Before the records, write out everything from the line containing "the metal frame" down to the end of the records, word for word. Leave the pictures out.

┌────────

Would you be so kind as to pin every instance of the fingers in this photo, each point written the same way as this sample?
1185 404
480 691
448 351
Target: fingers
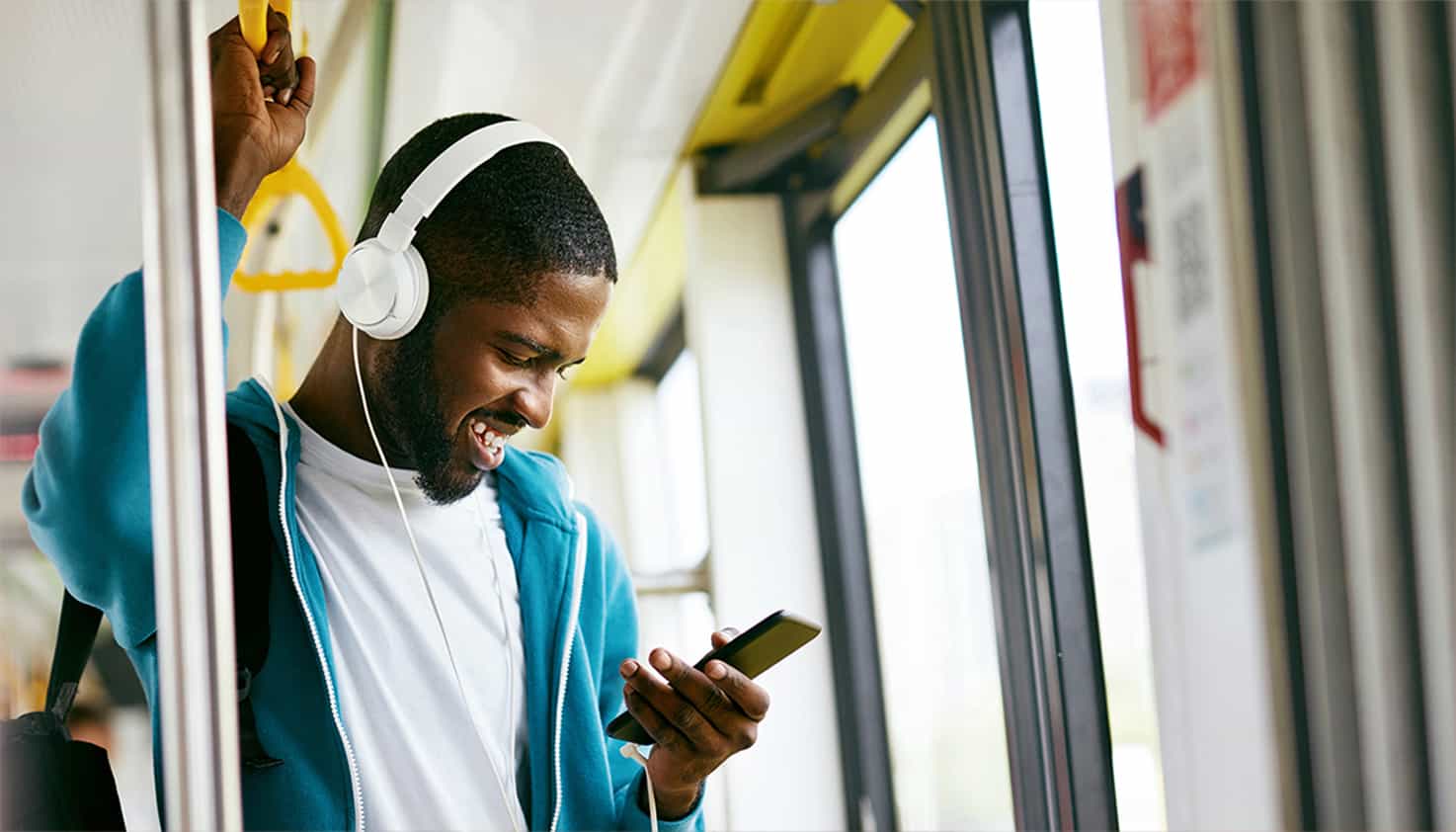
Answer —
656 724
750 697
691 704
697 690
301 95
276 64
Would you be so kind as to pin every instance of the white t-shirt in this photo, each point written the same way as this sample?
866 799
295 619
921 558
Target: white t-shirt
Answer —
418 764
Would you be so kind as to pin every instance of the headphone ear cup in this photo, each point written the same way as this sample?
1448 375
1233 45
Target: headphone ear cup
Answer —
383 293
414 296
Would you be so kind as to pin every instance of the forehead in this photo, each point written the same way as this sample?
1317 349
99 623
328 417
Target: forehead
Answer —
562 313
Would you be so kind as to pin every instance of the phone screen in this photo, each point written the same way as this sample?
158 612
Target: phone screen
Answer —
752 651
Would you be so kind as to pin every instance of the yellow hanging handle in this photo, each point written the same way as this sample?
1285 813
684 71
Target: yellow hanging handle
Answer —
293 180
252 15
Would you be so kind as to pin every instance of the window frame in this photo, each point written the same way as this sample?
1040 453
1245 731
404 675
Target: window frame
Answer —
983 94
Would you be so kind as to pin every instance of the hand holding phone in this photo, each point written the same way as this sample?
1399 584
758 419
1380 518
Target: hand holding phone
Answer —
752 651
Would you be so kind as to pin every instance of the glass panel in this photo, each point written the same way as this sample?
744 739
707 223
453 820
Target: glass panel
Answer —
1071 85
922 499
681 421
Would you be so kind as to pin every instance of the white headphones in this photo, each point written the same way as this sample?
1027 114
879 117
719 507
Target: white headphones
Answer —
383 285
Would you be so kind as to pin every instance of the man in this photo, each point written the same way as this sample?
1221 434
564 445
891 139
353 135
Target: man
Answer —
464 691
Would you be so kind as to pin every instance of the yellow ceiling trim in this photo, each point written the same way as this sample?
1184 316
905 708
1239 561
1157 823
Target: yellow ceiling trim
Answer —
810 49
881 147
788 57
647 291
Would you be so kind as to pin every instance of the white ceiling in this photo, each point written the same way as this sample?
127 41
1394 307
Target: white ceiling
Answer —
617 82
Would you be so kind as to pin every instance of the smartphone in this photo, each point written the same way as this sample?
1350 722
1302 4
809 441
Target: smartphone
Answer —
752 651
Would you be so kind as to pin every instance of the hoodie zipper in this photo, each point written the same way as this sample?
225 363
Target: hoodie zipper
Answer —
578 574
307 614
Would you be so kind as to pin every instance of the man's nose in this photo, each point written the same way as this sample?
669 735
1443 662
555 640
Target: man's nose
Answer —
533 401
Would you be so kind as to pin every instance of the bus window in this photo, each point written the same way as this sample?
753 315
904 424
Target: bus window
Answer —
1068 49
922 499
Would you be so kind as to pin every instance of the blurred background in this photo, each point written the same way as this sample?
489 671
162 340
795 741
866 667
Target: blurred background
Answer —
1087 368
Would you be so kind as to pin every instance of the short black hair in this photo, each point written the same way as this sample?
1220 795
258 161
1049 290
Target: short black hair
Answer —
520 215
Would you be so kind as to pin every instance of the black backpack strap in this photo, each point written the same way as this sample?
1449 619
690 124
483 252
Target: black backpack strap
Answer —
73 644
252 564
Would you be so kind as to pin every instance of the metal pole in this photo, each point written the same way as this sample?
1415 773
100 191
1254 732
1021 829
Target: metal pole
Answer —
187 441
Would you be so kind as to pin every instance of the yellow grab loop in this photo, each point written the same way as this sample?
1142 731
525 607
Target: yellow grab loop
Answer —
252 15
291 180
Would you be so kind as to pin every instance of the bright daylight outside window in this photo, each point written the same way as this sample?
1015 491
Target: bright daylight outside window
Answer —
679 618
1068 46
922 499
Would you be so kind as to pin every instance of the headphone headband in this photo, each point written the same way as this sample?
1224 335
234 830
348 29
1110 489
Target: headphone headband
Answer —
447 169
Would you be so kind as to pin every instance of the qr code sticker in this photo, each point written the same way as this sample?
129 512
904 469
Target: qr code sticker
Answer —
1189 232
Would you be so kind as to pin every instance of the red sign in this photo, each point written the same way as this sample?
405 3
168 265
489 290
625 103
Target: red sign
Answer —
1171 61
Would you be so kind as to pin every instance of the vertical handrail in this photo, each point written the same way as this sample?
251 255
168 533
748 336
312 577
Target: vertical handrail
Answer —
185 420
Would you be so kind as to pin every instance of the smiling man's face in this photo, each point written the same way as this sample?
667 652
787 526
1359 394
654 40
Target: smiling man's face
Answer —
457 387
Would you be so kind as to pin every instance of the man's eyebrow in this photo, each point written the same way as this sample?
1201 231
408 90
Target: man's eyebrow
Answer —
542 352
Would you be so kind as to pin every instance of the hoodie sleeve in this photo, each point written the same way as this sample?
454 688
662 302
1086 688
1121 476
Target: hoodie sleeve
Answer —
88 496
620 644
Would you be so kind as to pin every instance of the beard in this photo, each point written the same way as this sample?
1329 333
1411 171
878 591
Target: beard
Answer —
414 420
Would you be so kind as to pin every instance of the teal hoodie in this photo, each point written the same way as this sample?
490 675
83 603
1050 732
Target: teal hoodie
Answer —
88 504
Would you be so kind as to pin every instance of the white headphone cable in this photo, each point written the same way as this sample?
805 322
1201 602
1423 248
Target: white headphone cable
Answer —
509 803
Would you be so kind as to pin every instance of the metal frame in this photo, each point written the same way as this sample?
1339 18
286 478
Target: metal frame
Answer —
979 61
666 349
185 420
841 518
1351 213
1331 792
986 108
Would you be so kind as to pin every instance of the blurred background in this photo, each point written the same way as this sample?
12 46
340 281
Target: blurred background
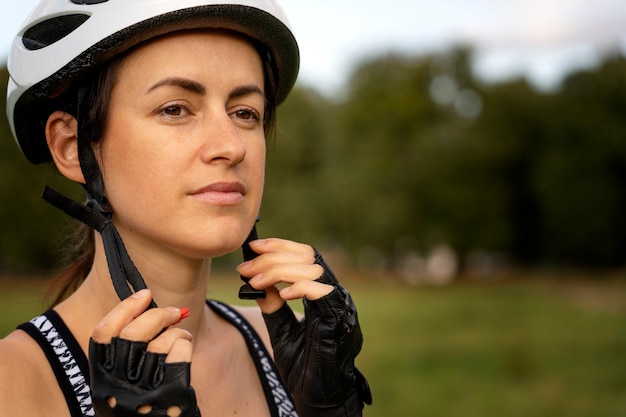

└────────

TASK ANSWER »
Would you be so kind as to pin every instance of the metal frame in this photo, each point written the same way as this sample?
1339 18
286 478
Target: metal frame
Answer —
979 61
666 349
185 420
841 518
1351 213
1331 792
986 108
Would you be so kind as to pin every instance of the blurred background in this photo, each point written the same way as this sample?
12 46
340 281
Target: blurred background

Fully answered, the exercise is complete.